Texto extraído ->

Quadrinhos para quem não quer quadrinhos
Não lembro se já falei aqui antes, mas eu não sou de ler quadrinhos. Quero dizer, não tenho nada contra o formato e tenho uma pequena coleção d’O Fantasma, além de uns exemplares “sortidos”, como X-Men 2099, Força-Tarefa Liga da Justiça e O Homem-Aranha, e claro, alguns gibis da Turma da Mônica, mas de forma geral, simplesmente não é algo que me chama atenção… E eu sei de quem é a culpa.
E ela é toda minha. E de vocês também. Lembram quando nós eramos pivetes preguiçosos e desocupados, podíamos brincar alegremente durante a manhã toda, para na hora do almoço, correr e sentar no sofá para ver desenho na TV aberta? Então, estávamos lá sentados, acompanhando nossos desenhos favoritos (Sim, meus jovens, naquela época ainda respeitavam um pouco a “cronologia” das coisas), quando percebíamos que o Panthro estava com uma voz diferente, que aquela não era a risada do Esqueleto e que o Tio Patinhas falava do mesmo jeito que o Capitão Boeing? Pois é, isso mudou, hoje há um certo “respeito” com o telespectador, ou seja, a dublagem, mesmo ainda não estando em nível internacional, mudou muito, se profissionalizou, por assim dizer, e é claro que tudo tem um custo: Pagar imposto, preços mais altos, menor incidência de pérolas imperdíveis e dubladores sem respeito por seus fãs (PORRA WENDELL, EDWARD CULLEN, VÉI?!).

Enunciado do exercício a -> Extraia das entradas abaixo todas as linhas que contêm a palavra "face", distinguindo maiúsculas de minúsculas.

Dados disponíveis ->
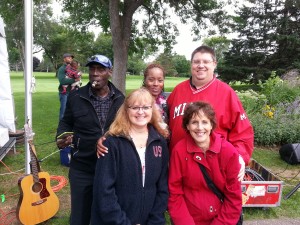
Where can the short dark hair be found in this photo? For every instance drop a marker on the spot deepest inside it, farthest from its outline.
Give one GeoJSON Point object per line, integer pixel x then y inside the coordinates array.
{"type": "Point", "coordinates": [204, 49]}
{"type": "Point", "coordinates": [195, 108]}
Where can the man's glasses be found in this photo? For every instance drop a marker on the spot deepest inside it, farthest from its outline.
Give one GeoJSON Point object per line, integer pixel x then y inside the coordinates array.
{"type": "Point", "coordinates": [202, 62]}
{"type": "Point", "coordinates": [138, 108]}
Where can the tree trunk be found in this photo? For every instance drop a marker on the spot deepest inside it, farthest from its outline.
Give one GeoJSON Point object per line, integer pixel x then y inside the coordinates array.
{"type": "Point", "coordinates": [121, 30]}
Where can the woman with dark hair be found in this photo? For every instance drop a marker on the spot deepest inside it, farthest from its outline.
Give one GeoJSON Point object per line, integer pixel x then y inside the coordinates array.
{"type": "Point", "coordinates": [154, 78]}
{"type": "Point", "coordinates": [131, 181]}
{"type": "Point", "coordinates": [191, 200]}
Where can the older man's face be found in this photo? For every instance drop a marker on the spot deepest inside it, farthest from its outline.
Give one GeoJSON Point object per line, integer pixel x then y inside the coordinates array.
{"type": "Point", "coordinates": [98, 75]}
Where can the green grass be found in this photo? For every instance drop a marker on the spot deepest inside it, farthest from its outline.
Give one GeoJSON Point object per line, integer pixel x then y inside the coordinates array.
{"type": "Point", "coordinates": [45, 110]}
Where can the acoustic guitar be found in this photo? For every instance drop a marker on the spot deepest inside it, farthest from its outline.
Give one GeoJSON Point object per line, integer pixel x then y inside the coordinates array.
{"type": "Point", "coordinates": [37, 202]}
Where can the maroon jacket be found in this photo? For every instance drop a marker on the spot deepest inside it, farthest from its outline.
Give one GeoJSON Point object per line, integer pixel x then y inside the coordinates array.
{"type": "Point", "coordinates": [191, 201]}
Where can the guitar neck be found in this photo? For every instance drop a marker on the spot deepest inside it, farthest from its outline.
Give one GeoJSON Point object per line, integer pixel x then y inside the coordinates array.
{"type": "Point", "coordinates": [35, 167]}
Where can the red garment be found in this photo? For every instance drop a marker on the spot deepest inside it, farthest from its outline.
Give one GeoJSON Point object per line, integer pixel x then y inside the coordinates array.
{"type": "Point", "coordinates": [191, 201]}
{"type": "Point", "coordinates": [232, 120]}
{"type": "Point", "coordinates": [72, 73]}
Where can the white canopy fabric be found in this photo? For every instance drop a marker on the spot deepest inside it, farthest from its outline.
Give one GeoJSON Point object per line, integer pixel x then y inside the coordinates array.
{"type": "Point", "coordinates": [7, 115]}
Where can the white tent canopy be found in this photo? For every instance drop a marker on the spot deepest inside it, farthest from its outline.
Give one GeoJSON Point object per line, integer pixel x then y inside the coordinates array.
{"type": "Point", "coordinates": [7, 115]}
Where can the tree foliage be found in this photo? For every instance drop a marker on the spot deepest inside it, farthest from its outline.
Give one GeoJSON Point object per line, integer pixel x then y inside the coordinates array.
{"type": "Point", "coordinates": [269, 40]}
{"type": "Point", "coordinates": [129, 20]}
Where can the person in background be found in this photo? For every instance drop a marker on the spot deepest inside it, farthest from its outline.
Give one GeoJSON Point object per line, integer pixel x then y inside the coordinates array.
{"type": "Point", "coordinates": [131, 181]}
{"type": "Point", "coordinates": [191, 201]}
{"type": "Point", "coordinates": [90, 110]}
{"type": "Point", "coordinates": [63, 80]}
{"type": "Point", "coordinates": [203, 85]}
{"type": "Point", "coordinates": [72, 72]}
{"type": "Point", "coordinates": [154, 78]}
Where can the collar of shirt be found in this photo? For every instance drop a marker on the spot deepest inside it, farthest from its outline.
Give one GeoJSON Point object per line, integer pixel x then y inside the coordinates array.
{"type": "Point", "coordinates": [110, 94]}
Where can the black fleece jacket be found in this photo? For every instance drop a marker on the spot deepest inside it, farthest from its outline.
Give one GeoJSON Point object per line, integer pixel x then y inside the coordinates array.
{"type": "Point", "coordinates": [81, 118]}
{"type": "Point", "coordinates": [119, 195]}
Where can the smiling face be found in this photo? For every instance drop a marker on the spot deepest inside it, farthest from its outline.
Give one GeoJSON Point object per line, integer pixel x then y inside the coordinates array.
{"type": "Point", "coordinates": [154, 81]}
{"type": "Point", "coordinates": [200, 128]}
{"type": "Point", "coordinates": [98, 73]}
{"type": "Point", "coordinates": [140, 113]}
{"type": "Point", "coordinates": [202, 68]}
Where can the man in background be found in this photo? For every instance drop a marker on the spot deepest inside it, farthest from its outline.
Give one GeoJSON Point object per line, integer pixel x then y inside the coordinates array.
{"type": "Point", "coordinates": [64, 80]}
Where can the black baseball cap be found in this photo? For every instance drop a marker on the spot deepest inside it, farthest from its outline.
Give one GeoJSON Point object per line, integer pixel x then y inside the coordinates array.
{"type": "Point", "coordinates": [68, 55]}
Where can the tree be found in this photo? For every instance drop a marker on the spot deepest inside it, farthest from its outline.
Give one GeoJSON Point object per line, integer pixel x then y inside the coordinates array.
{"type": "Point", "coordinates": [220, 44]}
{"type": "Point", "coordinates": [181, 65]}
{"type": "Point", "coordinates": [268, 41]}
{"type": "Point", "coordinates": [117, 17]}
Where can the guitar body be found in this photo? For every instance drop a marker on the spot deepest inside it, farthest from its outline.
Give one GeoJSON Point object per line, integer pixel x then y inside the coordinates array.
{"type": "Point", "coordinates": [37, 202]}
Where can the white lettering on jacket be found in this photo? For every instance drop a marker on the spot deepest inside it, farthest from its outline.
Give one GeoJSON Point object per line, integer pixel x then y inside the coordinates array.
{"type": "Point", "coordinates": [179, 110]}
{"type": "Point", "coordinates": [243, 116]}
{"type": "Point", "coordinates": [157, 150]}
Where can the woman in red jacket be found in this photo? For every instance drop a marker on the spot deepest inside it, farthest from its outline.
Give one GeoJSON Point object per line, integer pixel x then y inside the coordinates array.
{"type": "Point", "coordinates": [191, 201]}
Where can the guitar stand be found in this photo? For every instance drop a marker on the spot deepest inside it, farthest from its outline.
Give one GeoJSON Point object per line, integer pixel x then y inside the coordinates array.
{"type": "Point", "coordinates": [292, 191]}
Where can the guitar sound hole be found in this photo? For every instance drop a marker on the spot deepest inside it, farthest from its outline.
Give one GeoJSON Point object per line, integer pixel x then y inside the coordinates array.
{"type": "Point", "coordinates": [37, 187]}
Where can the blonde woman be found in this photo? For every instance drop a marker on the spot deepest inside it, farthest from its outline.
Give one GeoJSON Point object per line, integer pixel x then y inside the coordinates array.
{"type": "Point", "coordinates": [130, 185]}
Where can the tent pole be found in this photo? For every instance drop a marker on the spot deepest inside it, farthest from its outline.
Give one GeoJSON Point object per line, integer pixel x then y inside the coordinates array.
{"type": "Point", "coordinates": [28, 75]}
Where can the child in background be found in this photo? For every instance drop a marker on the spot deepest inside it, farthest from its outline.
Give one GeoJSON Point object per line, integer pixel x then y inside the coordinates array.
{"type": "Point", "coordinates": [72, 72]}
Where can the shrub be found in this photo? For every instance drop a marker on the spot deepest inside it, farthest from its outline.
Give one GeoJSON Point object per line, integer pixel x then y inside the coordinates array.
{"type": "Point", "coordinates": [281, 128]}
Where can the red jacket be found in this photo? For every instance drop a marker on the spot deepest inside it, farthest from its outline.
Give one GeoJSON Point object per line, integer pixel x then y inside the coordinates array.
{"type": "Point", "coordinates": [191, 201]}
{"type": "Point", "coordinates": [232, 120]}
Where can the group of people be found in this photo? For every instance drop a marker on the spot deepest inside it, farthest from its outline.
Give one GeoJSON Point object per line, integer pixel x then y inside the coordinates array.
{"type": "Point", "coordinates": [135, 157]}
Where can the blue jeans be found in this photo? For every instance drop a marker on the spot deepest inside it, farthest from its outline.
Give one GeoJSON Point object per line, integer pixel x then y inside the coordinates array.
{"type": "Point", "coordinates": [63, 102]}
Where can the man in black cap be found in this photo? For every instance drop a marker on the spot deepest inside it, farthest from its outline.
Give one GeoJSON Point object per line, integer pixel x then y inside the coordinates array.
{"type": "Point", "coordinates": [90, 110]}
{"type": "Point", "coordinates": [64, 80]}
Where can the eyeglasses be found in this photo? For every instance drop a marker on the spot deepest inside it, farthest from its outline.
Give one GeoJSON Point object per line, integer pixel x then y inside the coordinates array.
{"type": "Point", "coordinates": [202, 62]}
{"type": "Point", "coordinates": [138, 108]}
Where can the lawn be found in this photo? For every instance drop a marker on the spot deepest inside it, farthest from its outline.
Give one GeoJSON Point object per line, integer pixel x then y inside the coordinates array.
{"type": "Point", "coordinates": [45, 109]}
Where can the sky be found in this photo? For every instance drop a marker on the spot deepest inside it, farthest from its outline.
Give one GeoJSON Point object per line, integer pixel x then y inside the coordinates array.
{"type": "Point", "coordinates": [185, 44]}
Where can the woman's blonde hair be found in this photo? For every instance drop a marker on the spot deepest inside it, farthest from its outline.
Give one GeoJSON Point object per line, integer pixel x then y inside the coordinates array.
{"type": "Point", "coordinates": [121, 124]}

Enunciado do exercício b -> Repita, sem qualquer alteração, o trecho do texto sobre quadrinhos e dublagem situado entre "Quadrinhos para quem" e "quem é a culpa.", inclusive.

Resultado do exercício a ->
Where can the older man's face be found in this photo? For every instance drop a marker on the spot deepest inside it, farthest from its outline.
Where can the smiling face be found in this photo? For every instance drop a marker on the spot deepest inside it, farthest from its outline.

Resultado do exercício b ->
Quadrinhos para quem não quer quadrinhos
Não lembro se já falei aqui antes, mas eu não sou de ler quadrinhos. Quero dizer, não tenho nada contra o formato e tenho uma pequena coleção d’O Fantasma, além de uns exemplares “sortidos”, como X-Men 2099, Força-Tarefa Liga da Justiça e O Homem-Aranha, e claro, alguns gibis da Turma da Mônica, mas de forma geral, simplesmente não é algo que me chama atenção… E eu sei de quem é a culpa.